» **Exercise prompt**
The records are to be repeated exactly, and any images in them are to be dropped.

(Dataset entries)
------------

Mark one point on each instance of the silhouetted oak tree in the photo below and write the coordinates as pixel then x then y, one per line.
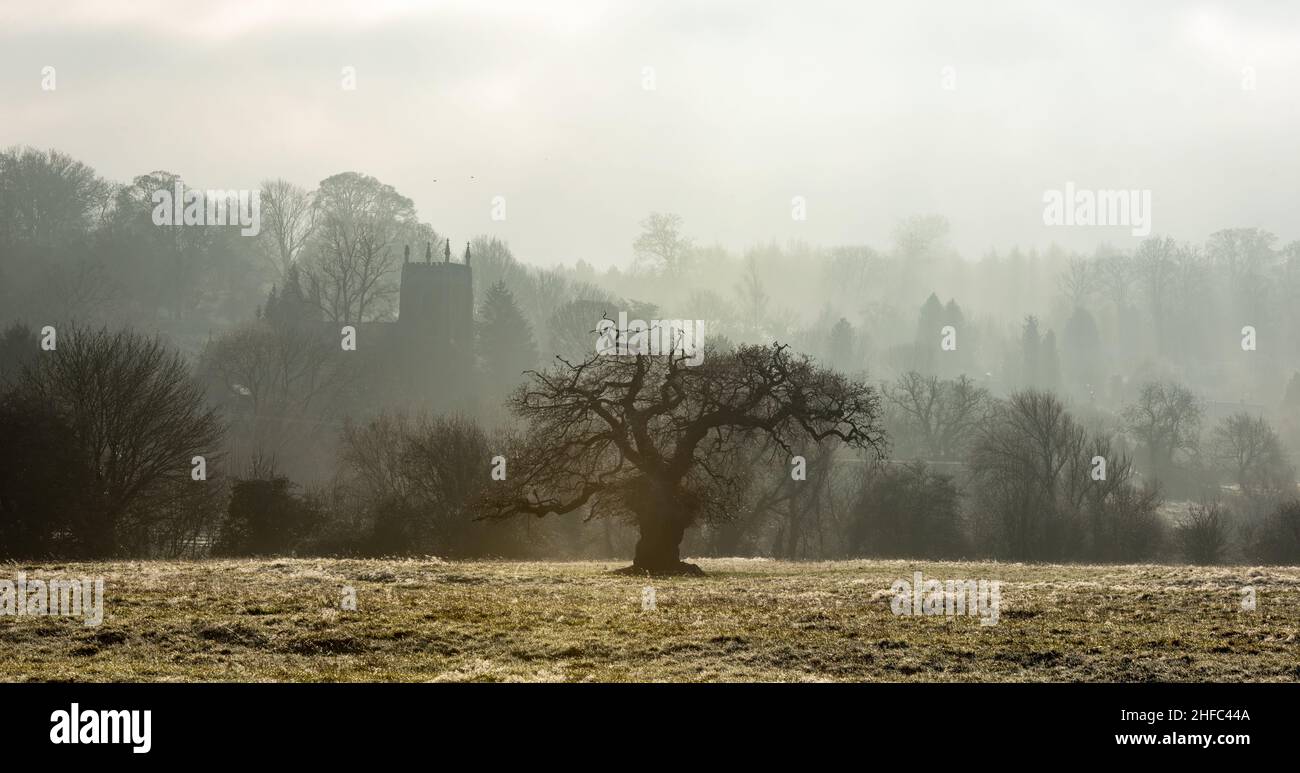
pixel 653 438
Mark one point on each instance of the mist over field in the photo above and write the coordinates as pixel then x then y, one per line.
pixel 989 313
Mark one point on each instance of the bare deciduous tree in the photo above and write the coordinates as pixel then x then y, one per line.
pixel 289 220
pixel 941 415
pixel 139 420
pixel 653 438
pixel 1166 418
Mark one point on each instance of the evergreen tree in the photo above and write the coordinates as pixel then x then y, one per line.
pixel 505 341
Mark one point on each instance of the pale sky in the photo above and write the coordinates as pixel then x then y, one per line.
pixel 753 104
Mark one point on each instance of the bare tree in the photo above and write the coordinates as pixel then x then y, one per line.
pixel 1166 420
pixel 1252 454
pixel 1079 281
pixel 289 220
pixel 1022 464
pixel 139 420
pixel 653 438
pixel 359 226
pixel 661 244
pixel 940 413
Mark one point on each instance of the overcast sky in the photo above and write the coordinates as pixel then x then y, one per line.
pixel 753 104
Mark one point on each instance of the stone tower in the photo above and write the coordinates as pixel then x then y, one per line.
pixel 436 330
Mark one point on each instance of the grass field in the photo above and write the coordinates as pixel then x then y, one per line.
pixel 748 620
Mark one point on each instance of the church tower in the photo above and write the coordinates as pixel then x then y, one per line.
pixel 436 329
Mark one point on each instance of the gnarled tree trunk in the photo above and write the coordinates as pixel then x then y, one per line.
pixel 663 513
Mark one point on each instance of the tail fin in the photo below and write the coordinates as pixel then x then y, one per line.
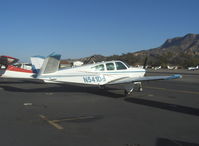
pixel 50 64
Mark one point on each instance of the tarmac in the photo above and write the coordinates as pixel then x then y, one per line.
pixel 166 113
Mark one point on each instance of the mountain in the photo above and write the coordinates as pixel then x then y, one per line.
pixel 181 51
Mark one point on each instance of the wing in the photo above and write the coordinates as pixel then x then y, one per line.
pixel 146 78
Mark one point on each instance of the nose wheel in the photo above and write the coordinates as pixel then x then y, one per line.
pixel 136 86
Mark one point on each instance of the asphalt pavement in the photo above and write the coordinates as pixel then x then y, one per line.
pixel 166 113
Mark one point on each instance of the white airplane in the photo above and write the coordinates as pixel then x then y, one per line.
pixel 193 68
pixel 9 68
pixel 102 74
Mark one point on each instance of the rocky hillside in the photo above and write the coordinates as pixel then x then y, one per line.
pixel 181 51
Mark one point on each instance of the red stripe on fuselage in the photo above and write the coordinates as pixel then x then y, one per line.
pixel 13 68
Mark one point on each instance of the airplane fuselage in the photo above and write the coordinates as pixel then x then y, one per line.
pixel 95 74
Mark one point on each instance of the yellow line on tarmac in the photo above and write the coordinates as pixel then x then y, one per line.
pixel 51 122
pixel 173 90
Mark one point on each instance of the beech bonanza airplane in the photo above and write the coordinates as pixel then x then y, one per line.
pixel 102 74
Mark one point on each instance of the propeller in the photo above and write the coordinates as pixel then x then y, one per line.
pixel 145 62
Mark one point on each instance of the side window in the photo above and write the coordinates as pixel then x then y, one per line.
pixel 99 67
pixel 110 66
pixel 120 66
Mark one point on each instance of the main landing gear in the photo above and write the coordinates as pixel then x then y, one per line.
pixel 136 86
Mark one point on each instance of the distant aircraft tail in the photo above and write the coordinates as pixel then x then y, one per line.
pixel 37 62
pixel 50 64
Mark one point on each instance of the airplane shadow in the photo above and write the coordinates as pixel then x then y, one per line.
pixel 42 87
pixel 166 106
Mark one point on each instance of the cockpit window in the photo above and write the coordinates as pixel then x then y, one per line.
pixel 110 66
pixel 99 67
pixel 120 66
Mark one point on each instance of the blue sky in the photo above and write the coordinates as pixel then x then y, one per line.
pixel 80 28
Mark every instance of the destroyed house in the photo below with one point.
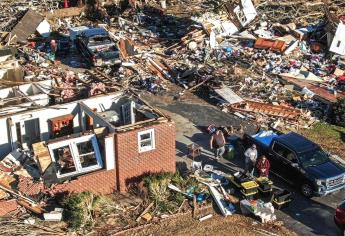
(100, 144)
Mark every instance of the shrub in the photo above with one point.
(339, 112)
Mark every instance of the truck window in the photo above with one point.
(284, 152)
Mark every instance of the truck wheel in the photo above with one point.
(307, 190)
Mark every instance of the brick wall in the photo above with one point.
(131, 164)
(99, 182)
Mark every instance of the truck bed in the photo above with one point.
(264, 137)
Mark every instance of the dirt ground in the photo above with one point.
(217, 225)
(329, 137)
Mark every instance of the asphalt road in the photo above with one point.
(304, 216)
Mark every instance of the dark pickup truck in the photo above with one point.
(299, 161)
(98, 48)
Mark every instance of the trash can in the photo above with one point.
(230, 152)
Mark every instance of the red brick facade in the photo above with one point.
(7, 206)
(131, 164)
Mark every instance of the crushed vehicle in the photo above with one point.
(97, 47)
(299, 161)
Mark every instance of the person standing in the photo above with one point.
(251, 155)
(263, 166)
(217, 144)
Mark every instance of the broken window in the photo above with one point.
(64, 160)
(76, 156)
(146, 140)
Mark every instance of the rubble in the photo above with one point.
(268, 62)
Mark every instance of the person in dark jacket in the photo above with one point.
(263, 166)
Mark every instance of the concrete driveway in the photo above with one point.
(191, 115)
(304, 216)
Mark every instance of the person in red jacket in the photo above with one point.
(263, 166)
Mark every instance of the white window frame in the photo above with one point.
(152, 137)
(72, 144)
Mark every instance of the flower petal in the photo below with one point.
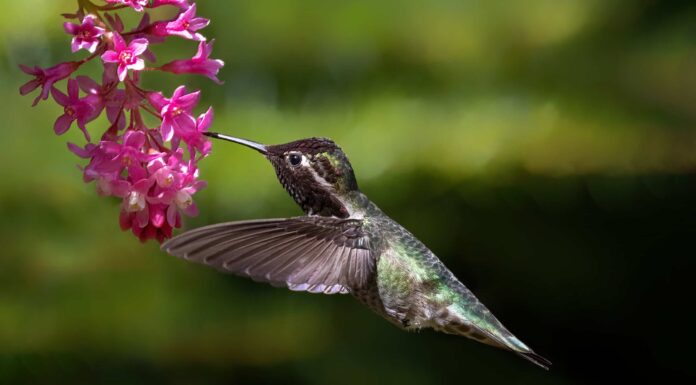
(62, 124)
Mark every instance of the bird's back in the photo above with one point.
(413, 289)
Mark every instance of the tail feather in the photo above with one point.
(506, 341)
(535, 359)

------------

» **Task result**
Mark one point on each instance of the silhouetted oak tree in the photo below and write the coordinates as pixel then x then y, one per line.
pixel 653 438
Mark one point on each instance of the mist over field in the photo above and write the coordinates as pixel then x then y, one per line.
pixel 989 313
Mark one point on each instance of the bare deciduous tree in the photo above and write the coordinates as pixel then x then y, one per line.
pixel 289 220
pixel 941 415
pixel 139 420
pixel 653 438
pixel 1166 418
Mark one point on each instance of the evergreen tree in the photo above and write the coordinates as pixel then x then y, one per line.
pixel 505 341
Mark one point on each instance of the pale sky in the photo above and write the coordinates as pixel then x then y, one per line.
pixel 753 104
Mark one point on each instance of the bare tree in the photo above and write the coordinates as pixel then x then y, one per line.
pixel 1166 420
pixel 1252 454
pixel 1079 281
pixel 289 220
pixel 1022 464
pixel 139 420
pixel 653 438
pixel 359 226
pixel 661 244
pixel 940 413
Mark one point on each instance of the overcast sky in the photo above and write the coordinates as pixel then x then y, one per line.
pixel 753 104
Mark one point on each instance of the stone tower in the photo above and write the coordinates as pixel then x then y, one per line.
pixel 436 330
Mark one point on each instance of the grass field in the photo above and write the coordinates as pixel then x then y, one per line.
pixel 748 620
Mark one point on each instance of the church tower in the photo above and write the coordinates as pixel then x then y, one per line.
pixel 436 329
Mark one point on each instance of the gnarled tree trunk in the photo above and write the coordinates as pixel then x then y, one per line.
pixel 663 513
Mark one point on each instance of the tail fin in the photo below and write the coordinates as pixel then x then y, one per line.
pixel 50 64
Mark one point on each instance of the tarmac in the photo above and write the coordinates as pixel then x then y, one per line.
pixel 166 113
Mark one point on each instance of the mountain in the photo above and write the coordinates as pixel then x then y, one per line.
pixel 181 51
Mark one point on each instance of the wing in the photo above and write the coordinates as pixel then x then y, one per line.
pixel 146 78
Mark one point on each instance of the nose wheel in the photo above and write the coordinates as pixel then x then y, one per line.
pixel 136 86
Mark one point on each instance of the asphalt pavement in the photo above and write the coordinates as pixel then x then y, one per line.
pixel 166 113
Mark one point on each instance of the white airplane in the photo above and write the coordinates as pixel then x then y, one per line.
pixel 193 68
pixel 9 68
pixel 102 74
Mark one point on each instance of the rocky hillside in the photo above and write the coordinates as pixel then x then y, one per line.
pixel 181 51
Mark one point on each instance of the red stripe on fuselage in the photo above and write the coordinates as pixel then x then y, one per line.
pixel 13 68
Mark one point on each instance of the airplane fuselage in the photo above and write the coordinates as pixel then x then y, one per line.
pixel 95 74
Mark one point on each instance of the yellow line on tarmac in the photo above and write the coordinates as pixel then x then y, one per line.
pixel 51 122
pixel 173 90
Mark one point on each instance of the beech bonanza airplane in the photo above and write the coordinates as pixel then x then y, one per line.
pixel 102 74
Mark one point on each instance of the propeller in the photo above and write the coordinates as pixel then x then y, one per line.
pixel 145 62
Mark one point on each instance of the side window in the photo above and write the coordinates as pixel then x then y, one per line.
pixel 99 67
pixel 110 66
pixel 120 66
Mark one point on each instance of the main landing gear in the photo above and write the coordinates as pixel then x then y, one per line.
pixel 136 86
Mark one point on each instance of the distant aircraft tail in the photo above and write the coordinates as pixel then x then y, one per line.
pixel 37 62
pixel 50 64
Mark one point on each instance of the airplane shadow in the photo above and write the coordinates as pixel then x then y, one per line.
pixel 42 87
pixel 166 106
Mark one point on each instance of the cockpit window in the photo above and write the coordinates as pixel then x then y, one per line.
pixel 110 66
pixel 99 67
pixel 120 66
Mark one point on each instance of the blue sky in the photo above and write the coordinates as pixel then x then y, one per line.
pixel 80 28
Mark every instance of the destroyed house in the photo below with one point.
(100, 144)
Mark every instance of the shrub in the photo above with one point.
(339, 112)
Mark every instance of the truck window in the photo above with one point.
(284, 152)
Mark every instance of the truck wheel in the photo above with one point.
(307, 190)
Mark every instance of the brick wall in the photo above with one point.
(131, 164)
(99, 182)
Mark every instance of the truck bed in the photo above with one point.
(264, 137)
Mark every instance of the dirt ground in the photo above with one point.
(217, 225)
(329, 137)
Mark every instance of the asphalt road in the photo above with one point.
(304, 216)
Mark every instance of the dark pickup truck in the photo above with one point.
(299, 161)
(98, 48)
Mark every instance of the trash can in the photo above with one point.
(230, 152)
Mark every instance of the red brick facade in the photo above with one point.
(7, 206)
(131, 164)
Mark every instance of the crushed vehicle in the photo above with one point.
(97, 47)
(299, 161)
Mark every instance of the person standing in the photo above with one point.
(251, 155)
(263, 166)
(217, 144)
Mark every instance of the broken window in the photo above with one point.
(64, 160)
(76, 156)
(146, 140)
Mark every instance of the rubble in the photo above with one point.
(268, 62)
Mark every instance of the person in dark jacket in the photo above with one point.
(263, 166)
Mark every instance of the concrete driveway in the photo above with one point.
(191, 115)
(304, 216)
Mark every instance of the person in red jacket in the photo above with one point.
(263, 166)
Mark every instance of the white window frame in the photo above with one point.
(152, 137)
(72, 144)
Mark every instance of the flower petal in the photo below with one point.
(62, 124)
Mark every instance of the bird's back in the photo above with one point.
(413, 289)
Mark every instance of the tail feather in the photo above with one point.
(506, 341)
(535, 359)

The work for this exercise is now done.